__PROVIDED TEXT__
◆ ◆ ◆ ◆ ◆ ◆ ◆
Service providers and enterprises are faced with growing their networks using IPv6, while continuing to serve IPv4 customers.

Increasingly, the public side of network address translation (NAT) devices is IPv6 rather than IPv4. Service providers cannot continue giving customers globally routable IPv4 addresses, they cannot get new globally routable IPv4 addresses for expanding their own networks, and yet they must continue to serve both IPv4 customers and new customers, all of whom are primarily trying to reach IPv4 destinations.

IPv4 and IPv6 must coexist for some number of years, and their coexistence must be transparent to end users. If an IPv4-to-IPv6 transition is successful, end users should not even notice it.

A dual-stack device is a device with network interfaces that can originate and understand both IPv4 and IPv6 packets.

Other strategies, such as manually or dynamically configured tunnels and translation devices exist, but dual stacking is often the preferable solution in many scenarios. The dual-stacked device can interoperate equally with IPv4 devices, IPv6 devices, and other dual-stacked devices. When both devices are dual stacked, the two devices agree on which IP version to use.

The transition is driven by DNS. If a dual-stacked device queries the name of a destination and DNS gives it an IPv4 address (a DNS A Record), it sends IPv4 packets. If DNS responds with an IPv6 address (a DNS AAAA Record), it sends IPv6 packets.
◆ ◆ ◆ ◆ ◆ ◆ ◆
__ROWS__
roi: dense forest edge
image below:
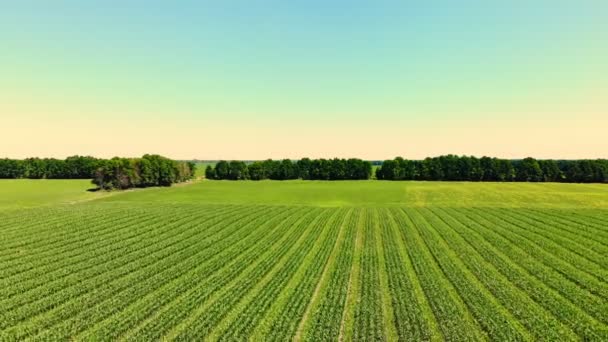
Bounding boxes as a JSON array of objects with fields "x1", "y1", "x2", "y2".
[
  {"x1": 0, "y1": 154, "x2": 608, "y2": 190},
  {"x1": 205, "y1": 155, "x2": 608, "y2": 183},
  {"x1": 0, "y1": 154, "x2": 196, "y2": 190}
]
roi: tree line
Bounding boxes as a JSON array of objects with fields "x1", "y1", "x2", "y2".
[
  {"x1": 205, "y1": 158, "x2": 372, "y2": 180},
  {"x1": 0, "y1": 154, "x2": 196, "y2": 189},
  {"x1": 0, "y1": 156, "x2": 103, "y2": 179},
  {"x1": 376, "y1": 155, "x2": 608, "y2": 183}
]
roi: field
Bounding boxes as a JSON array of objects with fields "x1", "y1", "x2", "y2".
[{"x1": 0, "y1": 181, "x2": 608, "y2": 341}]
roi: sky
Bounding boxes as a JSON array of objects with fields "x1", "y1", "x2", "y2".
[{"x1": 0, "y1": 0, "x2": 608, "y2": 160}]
◆ ◆ ◆ ◆ ◆ ◆ ◆
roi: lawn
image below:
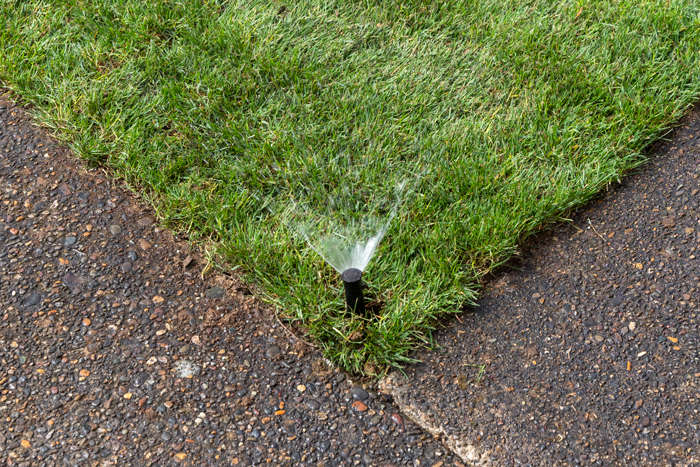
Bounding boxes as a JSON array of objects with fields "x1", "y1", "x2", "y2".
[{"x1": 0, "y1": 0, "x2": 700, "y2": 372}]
◆ ◆ ◆ ◆ ◆ ◆ ◆
__PROBLEM SET__
(1) Summarize the IPv6 transition passage in two sentences.
(2) Decide whether each statement agrees with the IPv6 transition passage, answering yes or no and quoting the words that settle it.
(a) A dual-stacked device can interoperate only with other dual-stacked devices.
(b) When DNS returns an AAAA record, a dual-stacked device sends IPv6 packets.
(c) Service providers can still get new globally routable IPv4 addresses to expand their own networks.
(3) Carry on the IPv6 transition passage beyond its final sentence.
The data plays no part here.

__RESULTS FOR THE EXERCISE__
(1) Service providers and enterprises must grow their networks with IPv6 while still serving IPv4 customers, and the two protocols must coexist for years in a way that end users don't notice. Dual stacking, where a device can originate and understand both IPv4 and IPv6 packets, is often preferred over tunnels or translation devices, and DNS determines which version a dual-stacked device sends: an A record leads to IPv4 packets and an AAAA record leads to IPv6 packets.

(2)
(a) No: "The dual-stacked device can interoperate equally with IPv4 devices, IPv6 devices, and other dual-stacked devices."
(b) Yes: "If DNS responds with an IPv6 address (a DNS AAAA Record), it sends IPv6 packets."
(c) No: "they cannot get new globally routable IPv4 addresses for expanding their own networks"

(3)
Keep in mind that if you are going to dual stack all of your network devices, the interfaces need both an IPv6 and an IPv4 address. This raises the issue that the Internet has run out of IPv4 addresses, which is the main reason IPv6 is needed in the first place. If you do not have an abundant supply of IPv4 addresses to apply to your devices, you can still use dual stacking, but you will need to conserve your supply of IPv4 addresses by using network address translation (NAT). Building dual-stacked networks with a mix of global IPv6 addresses and NAT-ed IPv4 addresses is quite feasible. Some specific solutions include carrier-grade NAT (CGN), NAT44(4), NAT64, NAT464, and dual-stack lite.

Table 1 describes at a high level how to pick a network addressing technique. In reality, a complete solution might include a set of techniques to satisfy multiple service needs. It is important to understand the backbone technology being used on the network and also to know if the provider has control over the access customer premises equipment (CPE).

Table 1: Choosing the Right Solution to Address Next-Generation Addressing Requirements
CPE Network

Access Network

Destinations

Solution

IPv4

IPv4

IPv4 Internet

NAT44(4)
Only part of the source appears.